Notice of the reconvening of any adjourned meeting shall be given as provided in
Section 1502(a), except that such notice need be given only once not less than
five days prior to the date on which the meeting is scheduled to be reconvened.
Notice of the reconvening of any adjourned meeting shall state expressly the
percentage, as provided above, of the principal amount of the Outstanding Debt
Securities of such series which shall constitute a quorum.

     Except as limited by the proviso to Section 902, any resolution presented
to a meeting or adjourned meeting duly reconvened at which a quorum is present
as aforesaid may be adopted by the affirmative vote of the Holders of a majority
in principal amount of the Outstanding Debt Securities of that series; provided,
however, that, except as limited by the proviso to Section 902, any resolution
with respect to any request, demand, authorization, direction, notice, consent,
waiver or other action which this Indenture expressly provides may be made,
given or taken by the Holders of a specified percentage, which is less or more
than a majority, in principal amount of the Outstanding Debt Securities of a
series may be adopted at a meeting or an adjourned meeting duly reconvened and
at which a quorum is present as aforesaid by the affirmative vote of the Holders
of such specified percentage in principal amount of the Outstanding Debt
Securities of that series.

     Any resolution passed or decision taken at any meeting of Holders of Debt
Securities of any series duly held in accordance with this Section shall be
binding on all the Holders of Debt Securities of such series and the related
coupons, whether or not present or represented at the meeting.

     Notwithstanding the foregoing provisions of this Section 1504, if any
action is to be taken at a meeting of Holders of Debt Securities of any series
with respect to any request, demand, authorization, direction, notice, consent,
waiver or other action that this Indenture expressly provides may be made, given
or taken by the Holders of a specified percentage in principal amount of all
Outstanding Debt Securities affected thereby, or by the Holders of a specified
percentage in principal amount of the Outstanding Debt Securities of such series
and one or more additional series:

          (i) there shall be no minimum quorum requirement for such meeting; and

          (ii) the principal amount of the Outstanding Debt Securities of such
     series that 

                                       78
<PAGE>
 
     are entitled to vote in favor of such request, demand, authorization,
     direction, notice, consent, waiver or other action shall be taken into
     account in determining whether such request, demand, authorization,
     direction, notice, consent, waiver or other action has been made, given or
     taken under this Indenture.

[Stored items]
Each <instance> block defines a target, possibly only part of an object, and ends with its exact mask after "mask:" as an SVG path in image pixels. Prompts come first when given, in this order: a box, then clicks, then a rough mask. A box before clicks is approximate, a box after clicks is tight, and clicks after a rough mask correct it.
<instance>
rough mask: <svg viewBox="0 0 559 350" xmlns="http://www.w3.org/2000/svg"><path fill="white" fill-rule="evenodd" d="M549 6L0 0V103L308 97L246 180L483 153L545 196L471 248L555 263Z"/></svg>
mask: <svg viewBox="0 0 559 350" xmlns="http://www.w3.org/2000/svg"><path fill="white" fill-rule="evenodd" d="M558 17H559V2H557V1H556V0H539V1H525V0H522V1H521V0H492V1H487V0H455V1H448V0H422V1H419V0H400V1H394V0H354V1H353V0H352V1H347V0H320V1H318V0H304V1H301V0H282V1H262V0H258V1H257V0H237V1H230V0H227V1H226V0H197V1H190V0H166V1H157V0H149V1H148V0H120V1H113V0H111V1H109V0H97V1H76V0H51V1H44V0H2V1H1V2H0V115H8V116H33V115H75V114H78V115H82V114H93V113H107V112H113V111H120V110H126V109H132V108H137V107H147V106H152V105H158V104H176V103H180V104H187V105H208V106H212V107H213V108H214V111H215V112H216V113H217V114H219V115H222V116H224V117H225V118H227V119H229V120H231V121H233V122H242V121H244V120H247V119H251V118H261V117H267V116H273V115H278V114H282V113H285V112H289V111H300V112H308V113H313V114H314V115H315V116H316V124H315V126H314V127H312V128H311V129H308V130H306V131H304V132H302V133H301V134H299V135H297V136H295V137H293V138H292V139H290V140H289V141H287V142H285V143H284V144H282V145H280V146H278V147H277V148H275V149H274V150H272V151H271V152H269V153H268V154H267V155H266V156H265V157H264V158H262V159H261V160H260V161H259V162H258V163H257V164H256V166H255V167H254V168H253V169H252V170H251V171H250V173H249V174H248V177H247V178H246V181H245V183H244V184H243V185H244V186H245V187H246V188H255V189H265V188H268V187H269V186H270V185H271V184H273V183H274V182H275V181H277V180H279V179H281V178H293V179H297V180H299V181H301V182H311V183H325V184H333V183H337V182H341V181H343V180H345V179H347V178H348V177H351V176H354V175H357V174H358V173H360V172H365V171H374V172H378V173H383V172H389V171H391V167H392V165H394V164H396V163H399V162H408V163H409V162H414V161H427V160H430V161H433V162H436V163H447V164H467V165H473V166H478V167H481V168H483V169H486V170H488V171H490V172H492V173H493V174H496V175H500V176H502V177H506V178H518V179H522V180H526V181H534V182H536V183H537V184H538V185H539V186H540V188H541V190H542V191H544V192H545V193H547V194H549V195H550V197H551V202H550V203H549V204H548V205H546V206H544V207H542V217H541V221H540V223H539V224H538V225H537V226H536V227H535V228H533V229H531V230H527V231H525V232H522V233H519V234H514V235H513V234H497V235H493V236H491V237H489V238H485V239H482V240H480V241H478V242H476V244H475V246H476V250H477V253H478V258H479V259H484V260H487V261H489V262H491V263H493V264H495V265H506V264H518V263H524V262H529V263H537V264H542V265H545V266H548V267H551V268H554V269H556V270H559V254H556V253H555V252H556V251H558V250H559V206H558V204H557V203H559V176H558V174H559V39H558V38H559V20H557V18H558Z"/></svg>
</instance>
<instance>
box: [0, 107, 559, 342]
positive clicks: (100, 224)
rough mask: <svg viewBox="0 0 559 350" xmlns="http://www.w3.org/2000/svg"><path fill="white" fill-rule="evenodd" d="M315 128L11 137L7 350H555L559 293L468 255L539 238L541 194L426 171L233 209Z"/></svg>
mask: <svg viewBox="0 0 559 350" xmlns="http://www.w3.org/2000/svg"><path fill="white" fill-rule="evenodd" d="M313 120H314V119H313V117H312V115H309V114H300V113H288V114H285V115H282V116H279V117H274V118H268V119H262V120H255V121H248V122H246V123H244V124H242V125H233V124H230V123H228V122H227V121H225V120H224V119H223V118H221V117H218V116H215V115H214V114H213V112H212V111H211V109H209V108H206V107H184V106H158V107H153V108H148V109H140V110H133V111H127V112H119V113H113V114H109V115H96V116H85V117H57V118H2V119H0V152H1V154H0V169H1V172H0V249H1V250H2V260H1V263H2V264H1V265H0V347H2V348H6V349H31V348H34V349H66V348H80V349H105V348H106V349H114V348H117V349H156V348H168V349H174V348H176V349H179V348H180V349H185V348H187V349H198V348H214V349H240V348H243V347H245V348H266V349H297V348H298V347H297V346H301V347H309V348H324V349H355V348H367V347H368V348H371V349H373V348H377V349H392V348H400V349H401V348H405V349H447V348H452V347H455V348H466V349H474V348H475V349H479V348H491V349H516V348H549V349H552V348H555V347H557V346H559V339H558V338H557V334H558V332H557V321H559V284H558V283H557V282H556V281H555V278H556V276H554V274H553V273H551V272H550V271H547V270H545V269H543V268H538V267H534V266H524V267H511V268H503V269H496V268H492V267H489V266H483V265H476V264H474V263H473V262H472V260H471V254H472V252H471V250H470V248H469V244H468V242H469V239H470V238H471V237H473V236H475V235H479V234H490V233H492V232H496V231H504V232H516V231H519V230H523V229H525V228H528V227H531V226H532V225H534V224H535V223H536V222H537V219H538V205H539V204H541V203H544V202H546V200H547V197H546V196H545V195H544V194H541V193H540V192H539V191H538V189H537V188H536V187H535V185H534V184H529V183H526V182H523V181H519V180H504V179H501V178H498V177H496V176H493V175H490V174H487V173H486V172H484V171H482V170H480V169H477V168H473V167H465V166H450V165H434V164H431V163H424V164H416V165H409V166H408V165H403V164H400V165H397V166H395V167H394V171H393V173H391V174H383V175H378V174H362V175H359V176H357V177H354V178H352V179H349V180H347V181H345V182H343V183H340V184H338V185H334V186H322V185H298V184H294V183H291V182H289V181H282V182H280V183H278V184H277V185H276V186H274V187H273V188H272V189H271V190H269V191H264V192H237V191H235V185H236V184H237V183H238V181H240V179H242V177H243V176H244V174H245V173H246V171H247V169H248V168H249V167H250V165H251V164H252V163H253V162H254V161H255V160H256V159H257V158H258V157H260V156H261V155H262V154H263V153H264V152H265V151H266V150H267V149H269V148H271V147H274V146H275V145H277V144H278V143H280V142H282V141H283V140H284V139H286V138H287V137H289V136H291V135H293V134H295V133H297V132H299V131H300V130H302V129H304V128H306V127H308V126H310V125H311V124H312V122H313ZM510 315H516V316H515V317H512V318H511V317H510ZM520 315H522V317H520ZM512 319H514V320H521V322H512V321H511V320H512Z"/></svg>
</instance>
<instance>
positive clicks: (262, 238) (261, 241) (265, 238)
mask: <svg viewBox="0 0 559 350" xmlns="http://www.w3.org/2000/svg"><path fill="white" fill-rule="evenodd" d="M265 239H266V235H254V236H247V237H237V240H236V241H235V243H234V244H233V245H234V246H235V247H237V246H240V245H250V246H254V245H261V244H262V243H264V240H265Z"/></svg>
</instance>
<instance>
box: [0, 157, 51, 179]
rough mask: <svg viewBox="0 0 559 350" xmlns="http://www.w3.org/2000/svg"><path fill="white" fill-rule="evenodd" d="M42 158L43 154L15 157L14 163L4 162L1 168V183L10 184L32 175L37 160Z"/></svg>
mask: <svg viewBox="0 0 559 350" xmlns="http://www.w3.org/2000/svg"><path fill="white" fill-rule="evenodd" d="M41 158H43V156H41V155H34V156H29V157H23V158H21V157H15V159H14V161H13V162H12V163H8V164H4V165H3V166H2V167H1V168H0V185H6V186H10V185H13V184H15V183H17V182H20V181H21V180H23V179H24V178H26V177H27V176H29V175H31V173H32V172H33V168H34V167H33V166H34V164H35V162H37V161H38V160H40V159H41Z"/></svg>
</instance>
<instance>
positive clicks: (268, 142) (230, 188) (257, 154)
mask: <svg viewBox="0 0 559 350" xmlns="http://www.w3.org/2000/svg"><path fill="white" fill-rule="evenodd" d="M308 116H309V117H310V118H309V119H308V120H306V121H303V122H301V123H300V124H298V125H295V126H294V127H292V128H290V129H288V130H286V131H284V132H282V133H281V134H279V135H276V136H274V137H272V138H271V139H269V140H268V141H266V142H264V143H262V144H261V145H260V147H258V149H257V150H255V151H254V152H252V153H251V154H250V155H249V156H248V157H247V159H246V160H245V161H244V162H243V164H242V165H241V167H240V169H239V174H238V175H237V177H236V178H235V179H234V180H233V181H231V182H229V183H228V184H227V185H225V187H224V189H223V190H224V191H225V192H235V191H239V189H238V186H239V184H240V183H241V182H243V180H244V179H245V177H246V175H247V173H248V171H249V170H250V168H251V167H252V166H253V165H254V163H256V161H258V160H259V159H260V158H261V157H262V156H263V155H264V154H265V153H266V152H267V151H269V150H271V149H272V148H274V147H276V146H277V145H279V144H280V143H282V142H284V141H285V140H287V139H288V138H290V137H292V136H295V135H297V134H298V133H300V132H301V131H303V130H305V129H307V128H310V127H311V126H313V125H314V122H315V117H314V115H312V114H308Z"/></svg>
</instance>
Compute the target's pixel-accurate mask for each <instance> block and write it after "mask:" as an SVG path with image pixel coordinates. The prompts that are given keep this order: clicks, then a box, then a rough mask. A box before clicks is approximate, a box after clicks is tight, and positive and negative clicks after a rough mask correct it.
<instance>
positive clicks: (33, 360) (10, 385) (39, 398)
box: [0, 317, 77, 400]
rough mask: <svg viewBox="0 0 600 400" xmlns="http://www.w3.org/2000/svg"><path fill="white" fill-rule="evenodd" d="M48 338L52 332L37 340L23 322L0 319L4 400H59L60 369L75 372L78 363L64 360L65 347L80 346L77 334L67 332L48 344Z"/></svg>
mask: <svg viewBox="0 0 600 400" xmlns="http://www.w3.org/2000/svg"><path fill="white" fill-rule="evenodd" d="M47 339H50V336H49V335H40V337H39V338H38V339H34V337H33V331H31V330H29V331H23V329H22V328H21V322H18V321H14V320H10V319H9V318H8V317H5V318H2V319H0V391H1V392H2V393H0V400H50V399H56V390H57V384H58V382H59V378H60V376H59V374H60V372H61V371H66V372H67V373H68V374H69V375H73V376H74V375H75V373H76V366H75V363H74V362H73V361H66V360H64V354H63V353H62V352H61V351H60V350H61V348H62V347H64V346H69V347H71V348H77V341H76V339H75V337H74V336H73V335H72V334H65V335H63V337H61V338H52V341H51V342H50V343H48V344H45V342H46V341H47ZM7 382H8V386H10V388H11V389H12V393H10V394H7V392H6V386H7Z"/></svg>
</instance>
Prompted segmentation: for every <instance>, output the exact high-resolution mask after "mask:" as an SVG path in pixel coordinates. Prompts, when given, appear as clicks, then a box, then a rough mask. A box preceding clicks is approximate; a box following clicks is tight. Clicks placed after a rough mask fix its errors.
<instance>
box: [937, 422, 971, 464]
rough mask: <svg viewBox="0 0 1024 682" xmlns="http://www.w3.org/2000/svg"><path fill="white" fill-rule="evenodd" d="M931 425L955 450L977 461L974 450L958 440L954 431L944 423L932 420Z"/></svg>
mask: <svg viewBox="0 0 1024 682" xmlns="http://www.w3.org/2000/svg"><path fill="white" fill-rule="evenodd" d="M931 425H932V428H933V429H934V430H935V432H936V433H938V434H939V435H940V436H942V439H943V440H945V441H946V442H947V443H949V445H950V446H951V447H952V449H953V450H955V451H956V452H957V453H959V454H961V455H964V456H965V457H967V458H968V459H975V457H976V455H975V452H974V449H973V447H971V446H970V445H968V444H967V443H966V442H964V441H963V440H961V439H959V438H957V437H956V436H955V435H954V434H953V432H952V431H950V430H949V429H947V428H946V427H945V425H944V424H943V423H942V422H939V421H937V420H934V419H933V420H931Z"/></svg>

* _Directive 1_:
Using the indenture excerpt, mark each statement yes or no, and quote the words that decide it:
(a) Notice that an adjourned meeting will reconvene has to be given only once, at least five days ahead.
(b) A resolution passed at a properly held meeting binds only the Holders who were present or represented.
(c) If an action needs a set percentage of all affected Outstanding Debt Securities, the meeting must meet a minimum quorum.
* _Directive 2_: Write the next part of the indenture excerpt, starting after its last sentence.
The stored items have nothing to do with the indenture excerpt.

* _Task output 1_:
(a) Yes: "such notice need be given only once not less than five days prior to the date on which the meeting is scheduled to be reconvened."
(b) No: "shall be binding on all the Holders of Debt Securities of such series and the related coupons, whether or not present or represented at the meeting."
(c) No: "there shall be no minimum quorum requirement for such meeting"

* _Task output 2_:
     SECTION 1505.  DETERMINATION OF VOTING RIGHTS; CONDUCT AND ADJOURNMENT OF
                    ----------------------------------------------------------
MEETINGS.  (a) Notwithstanding any provisions of this Indenture, the Trustee may
- --------
make such reasonable regulations as it may deem advisable for any meeting of
Holders of Debt Securities of a series in regard to proof of the holding of Debt
Securities of such series and of the appointment of proxies and in regard to the
appointment and duties of inspectors of votes, the submission and examination of
proxies, certificates and other evidence of the right to vote, and such other
matters concerning the conduct of the meeting as it shall deem appropriate.
Except as otherwise permitted or required by any such regulations, the holding
of Debt Securities shall be proved in the manner specified in Section 104 and
the appointment of any proxy shall be proved in the manner specified in Section
104 or by having the signature of the Person executing the proxy witnessed or
guaranteed by any trust company, bank or banker authorized by Section 104 to
certify to the holding of Bearer Debt Securities.  Such regulations may provide
that written instruments appointing proxies, regular on their face, may be
presumed valid and genuine without the proof specified in Section 104 or other
proof.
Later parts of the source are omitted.